Source records
********************

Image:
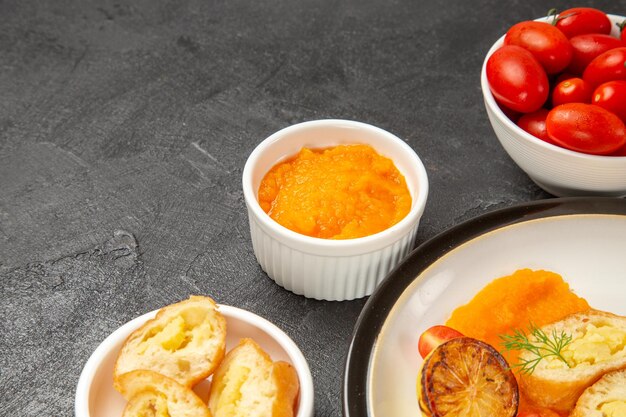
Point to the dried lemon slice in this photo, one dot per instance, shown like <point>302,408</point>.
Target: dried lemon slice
<point>465,377</point>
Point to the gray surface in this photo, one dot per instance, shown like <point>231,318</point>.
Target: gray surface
<point>124,129</point>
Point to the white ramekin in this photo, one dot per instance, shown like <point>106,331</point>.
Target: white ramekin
<point>321,268</point>
<point>557,170</point>
<point>95,396</point>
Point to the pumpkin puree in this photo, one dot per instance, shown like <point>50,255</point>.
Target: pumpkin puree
<point>514,302</point>
<point>343,192</point>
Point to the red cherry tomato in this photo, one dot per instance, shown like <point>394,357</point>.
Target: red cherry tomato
<point>511,114</point>
<point>564,76</point>
<point>535,124</point>
<point>435,336</point>
<point>516,79</point>
<point>548,44</point>
<point>587,47</point>
<point>620,152</point>
<point>574,90</point>
<point>609,66</point>
<point>581,20</point>
<point>612,97</point>
<point>586,128</point>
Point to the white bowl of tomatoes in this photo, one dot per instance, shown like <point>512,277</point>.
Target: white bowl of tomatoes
<point>555,95</point>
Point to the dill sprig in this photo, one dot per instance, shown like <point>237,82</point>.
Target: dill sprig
<point>539,343</point>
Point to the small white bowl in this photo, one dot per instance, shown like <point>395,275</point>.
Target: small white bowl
<point>95,396</point>
<point>557,170</point>
<point>328,269</point>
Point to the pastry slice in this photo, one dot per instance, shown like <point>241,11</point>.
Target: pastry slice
<point>597,346</point>
<point>185,342</point>
<point>248,384</point>
<point>150,394</point>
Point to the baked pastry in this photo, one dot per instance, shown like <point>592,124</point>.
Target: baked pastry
<point>185,341</point>
<point>607,397</point>
<point>597,347</point>
<point>248,384</point>
<point>151,394</point>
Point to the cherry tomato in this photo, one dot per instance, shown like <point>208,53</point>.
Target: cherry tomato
<point>620,152</point>
<point>511,114</point>
<point>612,97</point>
<point>516,79</point>
<point>548,44</point>
<point>574,90</point>
<point>435,336</point>
<point>535,124</point>
<point>587,47</point>
<point>564,76</point>
<point>609,66</point>
<point>581,20</point>
<point>586,128</point>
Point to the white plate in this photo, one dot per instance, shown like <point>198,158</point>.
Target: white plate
<point>95,396</point>
<point>584,240</point>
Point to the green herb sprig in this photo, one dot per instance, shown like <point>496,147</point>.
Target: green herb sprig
<point>539,343</point>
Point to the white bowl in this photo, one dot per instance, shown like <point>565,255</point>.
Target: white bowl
<point>95,396</point>
<point>322,268</point>
<point>557,170</point>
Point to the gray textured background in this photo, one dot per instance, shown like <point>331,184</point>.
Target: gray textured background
<point>124,128</point>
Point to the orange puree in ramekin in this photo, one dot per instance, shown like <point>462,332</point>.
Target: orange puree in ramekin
<point>343,192</point>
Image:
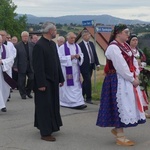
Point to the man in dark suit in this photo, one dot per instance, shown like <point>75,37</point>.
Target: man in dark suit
<point>90,60</point>
<point>23,64</point>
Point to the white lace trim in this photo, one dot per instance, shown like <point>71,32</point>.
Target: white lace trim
<point>127,108</point>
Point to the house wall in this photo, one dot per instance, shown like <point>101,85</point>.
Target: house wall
<point>100,52</point>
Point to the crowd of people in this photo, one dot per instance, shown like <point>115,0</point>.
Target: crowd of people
<point>53,72</point>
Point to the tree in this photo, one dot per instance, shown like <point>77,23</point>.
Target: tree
<point>9,20</point>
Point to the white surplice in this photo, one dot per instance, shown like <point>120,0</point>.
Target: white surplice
<point>127,104</point>
<point>71,96</point>
<point>7,65</point>
<point>12,50</point>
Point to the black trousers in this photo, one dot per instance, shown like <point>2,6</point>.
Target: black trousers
<point>25,86</point>
<point>86,84</point>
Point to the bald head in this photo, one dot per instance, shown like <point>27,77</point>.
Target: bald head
<point>71,38</point>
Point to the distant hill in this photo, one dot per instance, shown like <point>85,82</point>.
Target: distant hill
<point>77,19</point>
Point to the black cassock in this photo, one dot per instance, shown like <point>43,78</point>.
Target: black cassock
<point>47,73</point>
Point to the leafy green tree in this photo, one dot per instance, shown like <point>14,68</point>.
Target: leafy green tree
<point>9,20</point>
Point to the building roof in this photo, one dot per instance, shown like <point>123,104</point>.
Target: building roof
<point>102,38</point>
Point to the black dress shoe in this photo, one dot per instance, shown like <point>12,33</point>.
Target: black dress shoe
<point>80,107</point>
<point>89,102</point>
<point>4,109</point>
<point>23,96</point>
<point>48,138</point>
<point>30,96</point>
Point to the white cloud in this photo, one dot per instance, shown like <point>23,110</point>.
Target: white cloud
<point>53,8</point>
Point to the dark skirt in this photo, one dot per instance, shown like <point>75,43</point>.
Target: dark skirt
<point>108,115</point>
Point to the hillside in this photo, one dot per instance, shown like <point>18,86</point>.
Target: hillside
<point>77,19</point>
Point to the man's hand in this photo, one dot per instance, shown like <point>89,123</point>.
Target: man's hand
<point>77,56</point>
<point>136,82</point>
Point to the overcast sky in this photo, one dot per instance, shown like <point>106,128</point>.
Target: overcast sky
<point>127,9</point>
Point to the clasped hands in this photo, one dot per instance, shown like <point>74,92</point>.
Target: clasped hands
<point>77,56</point>
<point>136,82</point>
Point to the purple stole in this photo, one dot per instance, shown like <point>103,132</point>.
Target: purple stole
<point>7,78</point>
<point>69,72</point>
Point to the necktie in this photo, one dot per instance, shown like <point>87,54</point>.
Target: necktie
<point>91,53</point>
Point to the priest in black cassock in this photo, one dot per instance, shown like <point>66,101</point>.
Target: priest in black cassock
<point>48,77</point>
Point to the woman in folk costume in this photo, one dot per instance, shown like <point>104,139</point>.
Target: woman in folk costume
<point>121,104</point>
<point>138,54</point>
<point>6,62</point>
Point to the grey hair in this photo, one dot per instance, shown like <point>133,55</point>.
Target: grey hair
<point>47,26</point>
<point>25,32</point>
<point>69,34</point>
<point>60,38</point>
<point>84,32</point>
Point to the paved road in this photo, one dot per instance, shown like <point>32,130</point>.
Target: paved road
<point>78,132</point>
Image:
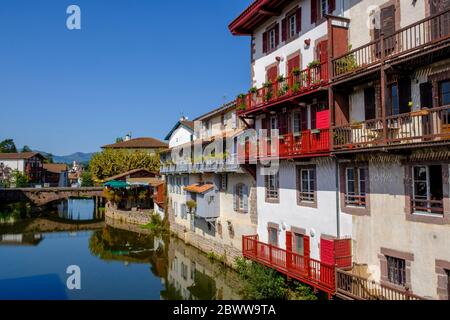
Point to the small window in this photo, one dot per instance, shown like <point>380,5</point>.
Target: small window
<point>307,184</point>
<point>355,183</point>
<point>427,190</point>
<point>272,187</point>
<point>241,198</point>
<point>273,236</point>
<point>444,93</point>
<point>396,270</point>
<point>323,5</point>
<point>292,20</point>
<point>299,244</point>
<point>272,39</point>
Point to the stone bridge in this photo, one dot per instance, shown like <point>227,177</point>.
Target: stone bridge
<point>42,196</point>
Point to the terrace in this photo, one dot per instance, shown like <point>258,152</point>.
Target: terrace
<point>299,83</point>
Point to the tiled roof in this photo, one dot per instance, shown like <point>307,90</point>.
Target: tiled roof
<point>199,188</point>
<point>145,143</point>
<point>55,167</point>
<point>19,156</point>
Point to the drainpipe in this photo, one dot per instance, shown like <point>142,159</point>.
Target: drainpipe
<point>338,220</point>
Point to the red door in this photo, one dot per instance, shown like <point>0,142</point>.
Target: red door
<point>272,74</point>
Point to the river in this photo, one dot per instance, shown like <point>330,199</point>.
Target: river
<point>114,263</point>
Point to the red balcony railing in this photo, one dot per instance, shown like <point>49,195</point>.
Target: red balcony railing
<point>423,126</point>
<point>310,271</point>
<point>296,84</point>
<point>303,143</point>
<point>413,38</point>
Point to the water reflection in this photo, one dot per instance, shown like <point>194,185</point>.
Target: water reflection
<point>116,264</point>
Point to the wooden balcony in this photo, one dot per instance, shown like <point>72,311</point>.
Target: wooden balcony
<point>426,126</point>
<point>352,286</point>
<point>305,143</point>
<point>296,85</point>
<point>420,37</point>
<point>307,270</point>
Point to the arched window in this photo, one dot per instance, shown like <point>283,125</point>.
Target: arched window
<point>241,198</point>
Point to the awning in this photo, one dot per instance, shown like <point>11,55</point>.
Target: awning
<point>116,184</point>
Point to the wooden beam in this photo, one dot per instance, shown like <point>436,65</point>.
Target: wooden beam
<point>269,12</point>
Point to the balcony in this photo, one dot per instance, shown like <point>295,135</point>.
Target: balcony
<point>426,126</point>
<point>419,38</point>
<point>299,83</point>
<point>355,287</point>
<point>307,270</point>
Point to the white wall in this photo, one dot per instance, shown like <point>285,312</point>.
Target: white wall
<point>179,136</point>
<point>286,213</point>
<point>14,164</point>
<point>309,31</point>
<point>387,227</point>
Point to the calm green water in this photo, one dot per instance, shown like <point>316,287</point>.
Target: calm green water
<point>115,264</point>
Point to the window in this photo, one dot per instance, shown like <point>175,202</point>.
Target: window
<point>448,283</point>
<point>223,182</point>
<point>369,103</point>
<point>272,41</point>
<point>292,22</point>
<point>427,190</point>
<point>273,236</point>
<point>355,184</point>
<point>272,187</point>
<point>323,8</point>
<point>299,247</point>
<point>296,122</point>
<point>241,198</point>
<point>306,184</point>
<point>396,270</point>
<point>444,93</point>
<point>183,213</point>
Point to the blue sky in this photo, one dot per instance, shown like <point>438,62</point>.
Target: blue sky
<point>135,65</point>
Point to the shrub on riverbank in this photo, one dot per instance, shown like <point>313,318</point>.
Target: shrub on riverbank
<point>156,224</point>
<point>260,282</point>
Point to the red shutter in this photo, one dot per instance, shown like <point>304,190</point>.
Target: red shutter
<point>298,19</point>
<point>313,11</point>
<point>304,119</point>
<point>277,35</point>
<point>283,30</point>
<point>327,251</point>
<point>306,248</point>
<point>265,41</point>
<point>331,6</point>
<point>264,123</point>
<point>288,241</point>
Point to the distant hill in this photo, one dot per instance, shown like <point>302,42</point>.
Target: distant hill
<point>79,157</point>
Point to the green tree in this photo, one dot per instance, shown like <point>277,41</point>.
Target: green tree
<point>86,179</point>
<point>20,179</point>
<point>111,162</point>
<point>8,146</point>
<point>26,149</point>
<point>48,158</point>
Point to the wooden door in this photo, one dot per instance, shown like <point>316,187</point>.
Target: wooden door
<point>440,26</point>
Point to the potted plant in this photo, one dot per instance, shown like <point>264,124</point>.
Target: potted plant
<point>314,64</point>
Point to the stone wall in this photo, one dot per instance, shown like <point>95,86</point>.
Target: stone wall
<point>132,217</point>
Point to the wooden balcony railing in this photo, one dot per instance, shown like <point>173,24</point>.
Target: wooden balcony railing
<point>305,269</point>
<point>413,38</point>
<point>424,126</point>
<point>302,143</point>
<point>299,83</point>
<point>355,287</point>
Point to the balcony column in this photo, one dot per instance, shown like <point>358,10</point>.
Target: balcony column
<point>383,89</point>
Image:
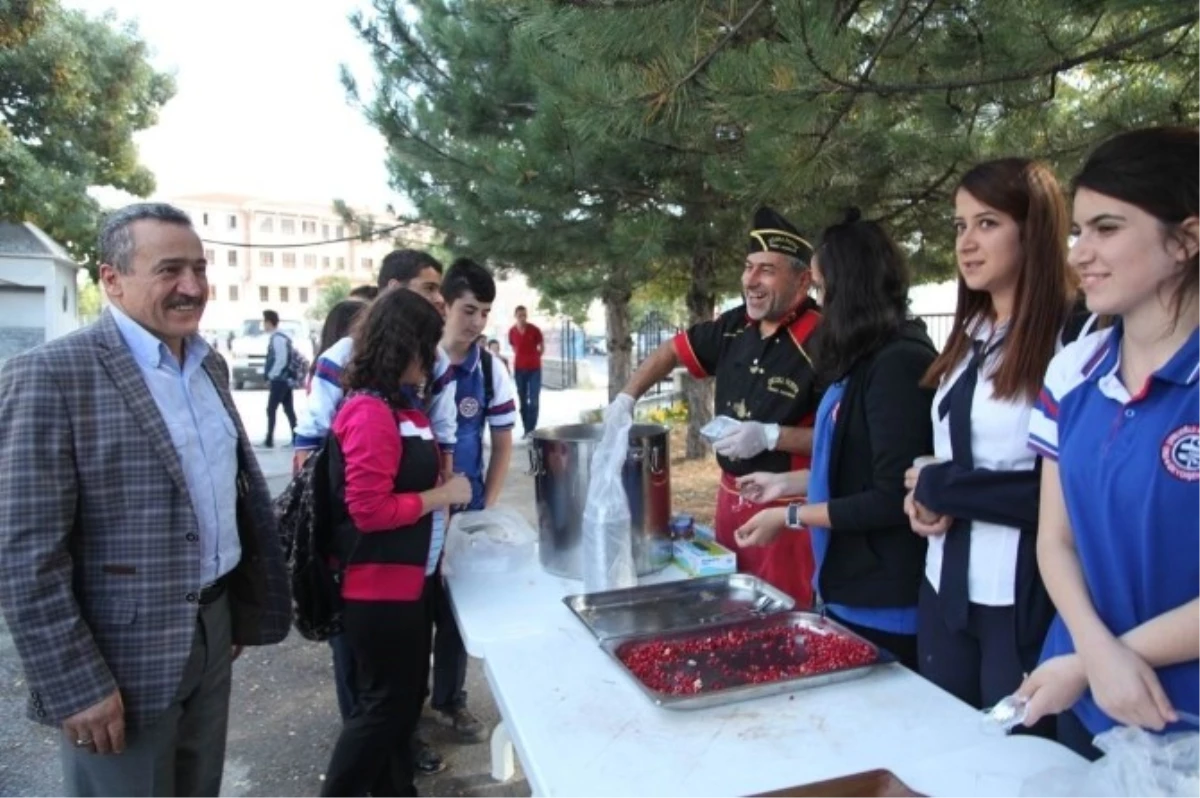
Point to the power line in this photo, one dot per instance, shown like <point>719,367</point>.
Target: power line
<point>372,234</point>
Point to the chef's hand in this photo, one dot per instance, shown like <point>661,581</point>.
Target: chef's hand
<point>1053,688</point>
<point>762,529</point>
<point>910,479</point>
<point>1126,688</point>
<point>765,489</point>
<point>749,439</point>
<point>622,409</point>
<point>923,521</point>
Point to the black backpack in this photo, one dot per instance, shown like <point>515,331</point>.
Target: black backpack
<point>303,514</point>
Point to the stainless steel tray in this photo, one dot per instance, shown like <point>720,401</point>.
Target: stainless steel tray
<point>677,605</point>
<point>744,693</point>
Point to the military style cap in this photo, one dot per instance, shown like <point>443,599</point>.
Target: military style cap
<point>773,233</point>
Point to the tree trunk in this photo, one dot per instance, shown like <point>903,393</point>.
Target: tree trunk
<point>699,393</point>
<point>621,345</point>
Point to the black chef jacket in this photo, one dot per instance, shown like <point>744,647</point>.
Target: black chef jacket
<point>771,379</point>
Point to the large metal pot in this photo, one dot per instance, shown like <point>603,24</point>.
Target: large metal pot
<point>561,463</point>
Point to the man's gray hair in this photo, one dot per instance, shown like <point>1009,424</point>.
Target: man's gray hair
<point>117,239</point>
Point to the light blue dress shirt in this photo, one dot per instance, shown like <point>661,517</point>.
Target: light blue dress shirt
<point>204,437</point>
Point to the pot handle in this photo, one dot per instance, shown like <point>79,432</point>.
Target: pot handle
<point>535,468</point>
<point>657,466</point>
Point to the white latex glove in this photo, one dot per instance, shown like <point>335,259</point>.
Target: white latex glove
<point>622,408</point>
<point>749,439</point>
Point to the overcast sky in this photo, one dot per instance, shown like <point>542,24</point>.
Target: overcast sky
<point>259,108</point>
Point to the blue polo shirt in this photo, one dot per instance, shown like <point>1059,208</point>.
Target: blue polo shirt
<point>1131,475</point>
<point>473,411</point>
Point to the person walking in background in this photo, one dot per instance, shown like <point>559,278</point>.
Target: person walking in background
<point>280,379</point>
<point>873,421</point>
<point>138,546</point>
<point>493,348</point>
<point>528,347</point>
<point>385,483</point>
<point>1119,425</point>
<point>984,611</point>
<point>339,323</point>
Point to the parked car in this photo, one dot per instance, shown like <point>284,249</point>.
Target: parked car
<point>249,351</point>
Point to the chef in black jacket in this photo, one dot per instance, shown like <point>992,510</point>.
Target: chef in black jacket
<point>765,379</point>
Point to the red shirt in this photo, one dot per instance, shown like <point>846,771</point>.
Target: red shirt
<point>526,348</point>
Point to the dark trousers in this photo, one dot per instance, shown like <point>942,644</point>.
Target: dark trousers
<point>978,665</point>
<point>1074,735</point>
<point>903,647</point>
<point>528,390</point>
<point>449,653</point>
<point>343,675</point>
<point>183,751</point>
<point>391,654</point>
<point>281,394</point>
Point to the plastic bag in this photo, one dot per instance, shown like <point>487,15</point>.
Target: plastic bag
<point>607,547</point>
<point>489,541</point>
<point>718,429</point>
<point>1135,763</point>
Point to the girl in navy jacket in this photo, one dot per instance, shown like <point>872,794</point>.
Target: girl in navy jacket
<point>983,609</point>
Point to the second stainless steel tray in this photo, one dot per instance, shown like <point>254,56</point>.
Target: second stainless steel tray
<point>677,605</point>
<point>613,646</point>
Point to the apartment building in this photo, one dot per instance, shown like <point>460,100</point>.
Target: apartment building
<point>275,253</point>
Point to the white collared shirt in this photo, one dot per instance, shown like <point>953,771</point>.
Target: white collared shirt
<point>999,442</point>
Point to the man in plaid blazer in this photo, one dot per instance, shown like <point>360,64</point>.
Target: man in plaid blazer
<point>138,549</point>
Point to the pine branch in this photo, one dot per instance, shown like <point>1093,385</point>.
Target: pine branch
<point>1109,51</point>
<point>661,99</point>
<point>867,76</point>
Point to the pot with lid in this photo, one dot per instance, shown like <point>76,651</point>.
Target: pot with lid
<point>561,463</point>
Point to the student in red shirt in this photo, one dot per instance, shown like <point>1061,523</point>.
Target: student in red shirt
<point>527,349</point>
<point>384,486</point>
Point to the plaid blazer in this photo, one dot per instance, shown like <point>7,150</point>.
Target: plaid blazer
<point>100,569</point>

********************

*The exercise*: Reproduce, line for line and unchanged, the items from the line containing "shown like <point>85,82</point>." up to and including the line containing "<point>127,9</point>".

*Result of this task*:
Point to the distant hill in this photo, one dot per instance, shown like <point>85,82</point>.
Target: distant hill
<point>77,19</point>
Point to the black cassock in this photo, one dot per instance, shown like <point>43,78</point>.
Target: black cassock
<point>47,73</point>
Point to the leafy green tree in this photo, one dot per instance, shown like <point>14,68</point>.
Target: leafy green tree
<point>9,20</point>
Point to the building roof in this photo, one dot per instance, shown like <point>123,104</point>.
Target: building roof
<point>102,38</point>
Point to the black dress shoe in this photo, one dot per instance, shown like <point>12,33</point>.
Target: black dress shoe
<point>80,107</point>
<point>89,102</point>
<point>4,109</point>
<point>23,96</point>
<point>48,138</point>
<point>30,96</point>
Point to the white cloud in this photo, one dot per instance, shown like <point>23,110</point>.
Target: white cloud
<point>53,8</point>
Point to the dark skirt in this photo, one dot per instance, shown like <point>75,43</point>.
Target: dark skirt
<point>108,115</point>
Point to the hillside in this photo, one dot per instance, shown like <point>18,86</point>.
Target: hillside
<point>77,19</point>
Point to the man's hand in this photo, one dot per instance, shown like <point>89,123</point>.
Target: man's hand
<point>77,56</point>
<point>136,82</point>
Point to the overcast sky in this photo, one dot per instance, shown like <point>106,128</point>.
Target: overcast sky
<point>127,9</point>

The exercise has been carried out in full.